Reproduce the records below verbatim, from their first line up to and including the line that contains "(1095, 227)".

## DATASET RECORDS
▼▼▼

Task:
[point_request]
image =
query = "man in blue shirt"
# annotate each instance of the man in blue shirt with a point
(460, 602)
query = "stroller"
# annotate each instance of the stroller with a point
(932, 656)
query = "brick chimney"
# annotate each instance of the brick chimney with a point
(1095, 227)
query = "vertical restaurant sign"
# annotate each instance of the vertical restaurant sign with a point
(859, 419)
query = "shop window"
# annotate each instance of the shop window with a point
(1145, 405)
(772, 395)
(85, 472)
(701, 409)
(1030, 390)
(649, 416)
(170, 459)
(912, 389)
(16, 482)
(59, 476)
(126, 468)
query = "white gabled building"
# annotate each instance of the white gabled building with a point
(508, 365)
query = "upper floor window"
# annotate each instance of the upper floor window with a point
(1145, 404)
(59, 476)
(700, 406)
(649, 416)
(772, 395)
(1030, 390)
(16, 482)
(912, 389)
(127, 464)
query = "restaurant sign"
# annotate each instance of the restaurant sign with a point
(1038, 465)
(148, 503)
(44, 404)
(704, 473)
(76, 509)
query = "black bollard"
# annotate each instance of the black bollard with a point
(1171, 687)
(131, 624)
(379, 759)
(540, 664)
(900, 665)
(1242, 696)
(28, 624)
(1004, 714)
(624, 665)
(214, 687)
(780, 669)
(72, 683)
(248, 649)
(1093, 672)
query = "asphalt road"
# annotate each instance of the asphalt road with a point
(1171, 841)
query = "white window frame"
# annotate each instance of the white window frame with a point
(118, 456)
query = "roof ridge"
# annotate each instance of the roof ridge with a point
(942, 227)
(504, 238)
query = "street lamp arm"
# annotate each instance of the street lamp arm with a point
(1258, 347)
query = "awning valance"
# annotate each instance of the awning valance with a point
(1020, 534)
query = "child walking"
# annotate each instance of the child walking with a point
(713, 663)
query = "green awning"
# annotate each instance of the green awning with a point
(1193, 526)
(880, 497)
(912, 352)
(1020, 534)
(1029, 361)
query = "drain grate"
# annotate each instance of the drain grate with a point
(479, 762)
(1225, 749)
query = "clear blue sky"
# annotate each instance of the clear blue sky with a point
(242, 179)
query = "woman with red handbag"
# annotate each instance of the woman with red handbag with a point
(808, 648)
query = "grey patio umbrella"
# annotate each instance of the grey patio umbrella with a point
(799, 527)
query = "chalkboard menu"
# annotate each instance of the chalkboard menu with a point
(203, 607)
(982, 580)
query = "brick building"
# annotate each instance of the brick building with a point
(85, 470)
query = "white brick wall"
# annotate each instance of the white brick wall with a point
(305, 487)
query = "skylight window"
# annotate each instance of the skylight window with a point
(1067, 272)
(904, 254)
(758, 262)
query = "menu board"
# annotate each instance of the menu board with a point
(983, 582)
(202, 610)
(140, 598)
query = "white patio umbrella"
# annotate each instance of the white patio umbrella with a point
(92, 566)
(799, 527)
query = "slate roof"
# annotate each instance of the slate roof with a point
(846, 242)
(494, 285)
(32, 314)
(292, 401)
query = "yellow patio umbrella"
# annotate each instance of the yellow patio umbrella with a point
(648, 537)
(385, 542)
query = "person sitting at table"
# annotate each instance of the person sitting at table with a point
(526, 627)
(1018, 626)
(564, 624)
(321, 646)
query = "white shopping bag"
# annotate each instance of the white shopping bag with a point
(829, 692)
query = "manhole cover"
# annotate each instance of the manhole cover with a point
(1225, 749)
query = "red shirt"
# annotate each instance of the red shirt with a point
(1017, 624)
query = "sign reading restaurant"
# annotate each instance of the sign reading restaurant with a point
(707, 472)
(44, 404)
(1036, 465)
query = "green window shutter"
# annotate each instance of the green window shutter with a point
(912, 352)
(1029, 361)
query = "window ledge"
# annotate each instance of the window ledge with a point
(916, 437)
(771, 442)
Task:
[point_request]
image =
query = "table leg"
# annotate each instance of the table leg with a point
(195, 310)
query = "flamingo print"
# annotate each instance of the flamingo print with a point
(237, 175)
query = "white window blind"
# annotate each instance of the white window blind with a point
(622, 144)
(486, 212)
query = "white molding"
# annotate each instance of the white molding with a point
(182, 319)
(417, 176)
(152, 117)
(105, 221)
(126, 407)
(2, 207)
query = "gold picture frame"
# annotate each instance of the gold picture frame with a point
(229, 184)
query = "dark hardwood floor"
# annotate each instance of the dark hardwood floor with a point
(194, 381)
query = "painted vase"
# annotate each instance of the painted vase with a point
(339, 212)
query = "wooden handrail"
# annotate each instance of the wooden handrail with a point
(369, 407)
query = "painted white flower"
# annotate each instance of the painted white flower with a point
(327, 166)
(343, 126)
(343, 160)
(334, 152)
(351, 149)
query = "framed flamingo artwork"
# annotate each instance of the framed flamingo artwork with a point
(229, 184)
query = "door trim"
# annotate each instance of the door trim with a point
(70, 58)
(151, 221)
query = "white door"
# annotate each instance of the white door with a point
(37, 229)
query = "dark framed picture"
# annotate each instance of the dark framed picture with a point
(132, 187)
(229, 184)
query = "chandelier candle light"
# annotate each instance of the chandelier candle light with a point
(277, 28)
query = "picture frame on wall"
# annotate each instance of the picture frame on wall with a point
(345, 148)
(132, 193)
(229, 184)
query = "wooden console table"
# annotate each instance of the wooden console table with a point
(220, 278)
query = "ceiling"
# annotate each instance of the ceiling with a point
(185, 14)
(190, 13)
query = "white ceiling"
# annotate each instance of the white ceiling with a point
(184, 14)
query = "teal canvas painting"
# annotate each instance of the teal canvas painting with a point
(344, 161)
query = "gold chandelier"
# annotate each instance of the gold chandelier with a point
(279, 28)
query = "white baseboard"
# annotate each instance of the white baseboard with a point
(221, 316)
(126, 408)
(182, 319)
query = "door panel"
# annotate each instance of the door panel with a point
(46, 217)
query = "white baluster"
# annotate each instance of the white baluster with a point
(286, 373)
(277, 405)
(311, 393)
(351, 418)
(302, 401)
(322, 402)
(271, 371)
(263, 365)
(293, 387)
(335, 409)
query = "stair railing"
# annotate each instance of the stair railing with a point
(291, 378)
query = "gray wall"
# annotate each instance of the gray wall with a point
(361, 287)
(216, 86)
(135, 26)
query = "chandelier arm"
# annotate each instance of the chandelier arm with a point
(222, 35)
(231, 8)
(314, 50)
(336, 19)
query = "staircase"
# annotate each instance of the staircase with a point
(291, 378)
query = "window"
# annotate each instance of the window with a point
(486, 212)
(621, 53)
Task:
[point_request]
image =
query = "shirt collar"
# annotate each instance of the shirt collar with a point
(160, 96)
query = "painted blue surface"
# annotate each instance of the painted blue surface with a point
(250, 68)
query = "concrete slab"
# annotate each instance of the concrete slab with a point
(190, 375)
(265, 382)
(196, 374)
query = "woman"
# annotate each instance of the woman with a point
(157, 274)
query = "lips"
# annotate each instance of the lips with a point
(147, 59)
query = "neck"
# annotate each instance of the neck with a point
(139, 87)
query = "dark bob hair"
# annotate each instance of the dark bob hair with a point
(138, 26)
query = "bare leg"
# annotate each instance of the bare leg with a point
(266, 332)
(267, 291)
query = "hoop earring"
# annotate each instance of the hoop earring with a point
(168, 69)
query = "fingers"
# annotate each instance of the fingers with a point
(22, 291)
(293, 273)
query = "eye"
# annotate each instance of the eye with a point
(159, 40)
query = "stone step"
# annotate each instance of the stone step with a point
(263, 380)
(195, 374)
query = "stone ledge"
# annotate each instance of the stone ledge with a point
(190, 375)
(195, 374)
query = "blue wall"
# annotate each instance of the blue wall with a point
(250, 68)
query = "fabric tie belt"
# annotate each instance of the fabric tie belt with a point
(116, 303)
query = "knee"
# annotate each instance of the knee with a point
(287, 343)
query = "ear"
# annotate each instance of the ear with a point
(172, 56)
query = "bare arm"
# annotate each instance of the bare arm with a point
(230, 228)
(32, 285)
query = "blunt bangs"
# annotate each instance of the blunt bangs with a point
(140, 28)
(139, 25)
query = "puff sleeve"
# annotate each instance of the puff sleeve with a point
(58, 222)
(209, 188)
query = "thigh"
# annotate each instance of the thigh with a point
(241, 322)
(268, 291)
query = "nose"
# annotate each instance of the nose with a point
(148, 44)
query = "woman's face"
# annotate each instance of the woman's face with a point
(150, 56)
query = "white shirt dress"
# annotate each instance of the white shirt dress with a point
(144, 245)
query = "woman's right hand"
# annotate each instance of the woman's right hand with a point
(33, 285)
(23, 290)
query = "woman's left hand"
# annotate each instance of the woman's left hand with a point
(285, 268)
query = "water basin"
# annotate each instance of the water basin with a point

▲▲▲

## FINISHED ANSWER
Task:
[point_request]
image =
query = "man in blue shirt"
# annotate each instance of the man in blue shirt with a point
(460, 602)
query = "stroller"
# annotate each instance of the stroller with a point
(932, 656)
query = "brick chimney"
# annotate each instance of the brick chimney with a point
(1095, 227)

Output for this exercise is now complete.